- **Task details**
Reproduce the lines from the one containing "of the woman's" through the end of the items, inclusive, switching "hand" to "palm" and leaving everything else unchanged.

- **Data shown**
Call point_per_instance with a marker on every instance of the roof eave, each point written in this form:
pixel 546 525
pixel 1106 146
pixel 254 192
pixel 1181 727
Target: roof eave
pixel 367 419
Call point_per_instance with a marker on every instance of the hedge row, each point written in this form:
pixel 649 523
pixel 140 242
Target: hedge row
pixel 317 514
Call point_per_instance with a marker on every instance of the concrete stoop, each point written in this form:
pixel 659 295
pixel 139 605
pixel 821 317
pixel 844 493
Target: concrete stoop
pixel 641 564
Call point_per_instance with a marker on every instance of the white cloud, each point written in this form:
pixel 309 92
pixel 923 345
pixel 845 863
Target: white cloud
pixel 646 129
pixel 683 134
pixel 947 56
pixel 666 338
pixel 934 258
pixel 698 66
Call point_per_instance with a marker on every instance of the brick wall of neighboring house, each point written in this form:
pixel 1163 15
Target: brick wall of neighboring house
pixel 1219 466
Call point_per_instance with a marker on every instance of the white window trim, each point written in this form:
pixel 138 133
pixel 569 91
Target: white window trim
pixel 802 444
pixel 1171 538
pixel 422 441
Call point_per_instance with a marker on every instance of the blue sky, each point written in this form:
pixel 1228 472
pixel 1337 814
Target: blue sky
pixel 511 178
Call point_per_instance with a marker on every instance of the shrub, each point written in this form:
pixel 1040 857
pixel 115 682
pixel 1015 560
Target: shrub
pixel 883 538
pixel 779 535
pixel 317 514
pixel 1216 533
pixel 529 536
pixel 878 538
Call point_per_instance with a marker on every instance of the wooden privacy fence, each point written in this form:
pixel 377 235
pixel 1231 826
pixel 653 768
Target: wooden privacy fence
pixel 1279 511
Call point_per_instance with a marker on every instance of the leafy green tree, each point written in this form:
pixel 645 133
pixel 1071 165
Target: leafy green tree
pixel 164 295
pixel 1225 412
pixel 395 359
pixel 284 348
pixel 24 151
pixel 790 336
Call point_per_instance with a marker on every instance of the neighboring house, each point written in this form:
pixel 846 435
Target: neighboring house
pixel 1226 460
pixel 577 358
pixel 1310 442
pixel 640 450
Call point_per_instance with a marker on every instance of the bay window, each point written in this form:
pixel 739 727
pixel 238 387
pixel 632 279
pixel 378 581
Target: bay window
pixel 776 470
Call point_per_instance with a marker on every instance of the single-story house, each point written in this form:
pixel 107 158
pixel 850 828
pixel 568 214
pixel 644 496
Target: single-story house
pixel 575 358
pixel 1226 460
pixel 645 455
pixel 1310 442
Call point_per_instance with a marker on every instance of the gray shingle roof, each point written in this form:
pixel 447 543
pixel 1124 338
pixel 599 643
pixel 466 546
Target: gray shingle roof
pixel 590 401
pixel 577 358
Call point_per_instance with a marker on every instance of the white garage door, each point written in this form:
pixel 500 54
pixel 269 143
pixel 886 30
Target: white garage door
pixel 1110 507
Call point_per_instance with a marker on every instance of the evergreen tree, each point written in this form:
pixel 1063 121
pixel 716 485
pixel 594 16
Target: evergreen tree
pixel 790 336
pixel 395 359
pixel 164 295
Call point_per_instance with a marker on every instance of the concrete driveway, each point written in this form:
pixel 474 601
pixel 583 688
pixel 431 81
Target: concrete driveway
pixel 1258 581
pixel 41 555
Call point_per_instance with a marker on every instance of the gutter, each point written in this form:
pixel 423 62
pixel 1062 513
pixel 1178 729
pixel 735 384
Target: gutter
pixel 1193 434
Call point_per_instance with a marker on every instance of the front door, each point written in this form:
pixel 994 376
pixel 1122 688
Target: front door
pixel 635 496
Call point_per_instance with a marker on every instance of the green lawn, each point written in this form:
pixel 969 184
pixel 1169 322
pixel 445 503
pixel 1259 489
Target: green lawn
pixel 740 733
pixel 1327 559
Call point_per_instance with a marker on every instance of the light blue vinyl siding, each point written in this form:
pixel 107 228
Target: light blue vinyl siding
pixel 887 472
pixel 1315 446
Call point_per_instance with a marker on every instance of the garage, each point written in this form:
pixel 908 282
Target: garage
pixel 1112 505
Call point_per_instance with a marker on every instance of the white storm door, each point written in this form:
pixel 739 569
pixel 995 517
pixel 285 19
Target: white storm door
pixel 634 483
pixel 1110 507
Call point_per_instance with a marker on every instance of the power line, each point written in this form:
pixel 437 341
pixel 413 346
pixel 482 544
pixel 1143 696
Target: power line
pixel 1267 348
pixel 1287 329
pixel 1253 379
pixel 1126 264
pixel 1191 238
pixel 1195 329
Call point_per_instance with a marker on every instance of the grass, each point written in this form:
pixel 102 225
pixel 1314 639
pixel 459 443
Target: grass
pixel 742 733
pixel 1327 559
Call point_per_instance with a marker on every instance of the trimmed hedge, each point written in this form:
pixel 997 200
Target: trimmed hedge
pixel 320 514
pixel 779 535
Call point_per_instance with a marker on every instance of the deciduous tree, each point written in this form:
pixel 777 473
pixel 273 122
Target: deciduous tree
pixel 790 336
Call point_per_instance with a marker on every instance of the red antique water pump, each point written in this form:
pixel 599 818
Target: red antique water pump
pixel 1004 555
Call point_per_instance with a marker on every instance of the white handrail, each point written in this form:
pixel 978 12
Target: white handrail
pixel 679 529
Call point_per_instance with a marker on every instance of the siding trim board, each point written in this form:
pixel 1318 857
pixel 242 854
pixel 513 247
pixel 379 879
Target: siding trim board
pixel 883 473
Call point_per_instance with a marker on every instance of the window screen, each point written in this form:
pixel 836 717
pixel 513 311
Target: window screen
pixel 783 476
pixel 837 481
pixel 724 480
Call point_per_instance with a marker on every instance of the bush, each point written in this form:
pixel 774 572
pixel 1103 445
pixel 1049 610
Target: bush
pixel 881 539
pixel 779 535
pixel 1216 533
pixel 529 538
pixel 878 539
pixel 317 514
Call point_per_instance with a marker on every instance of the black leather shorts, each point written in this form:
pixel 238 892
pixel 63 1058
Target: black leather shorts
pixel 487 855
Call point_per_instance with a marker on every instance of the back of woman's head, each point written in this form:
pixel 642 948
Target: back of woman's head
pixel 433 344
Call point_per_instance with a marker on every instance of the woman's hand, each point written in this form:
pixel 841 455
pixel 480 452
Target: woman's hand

- **Complete response**
Call point_per_instance with a marker on every instance of the woman's palm, each point written in this form:
pixel 841 455
pixel 480 452
Target: woman's palm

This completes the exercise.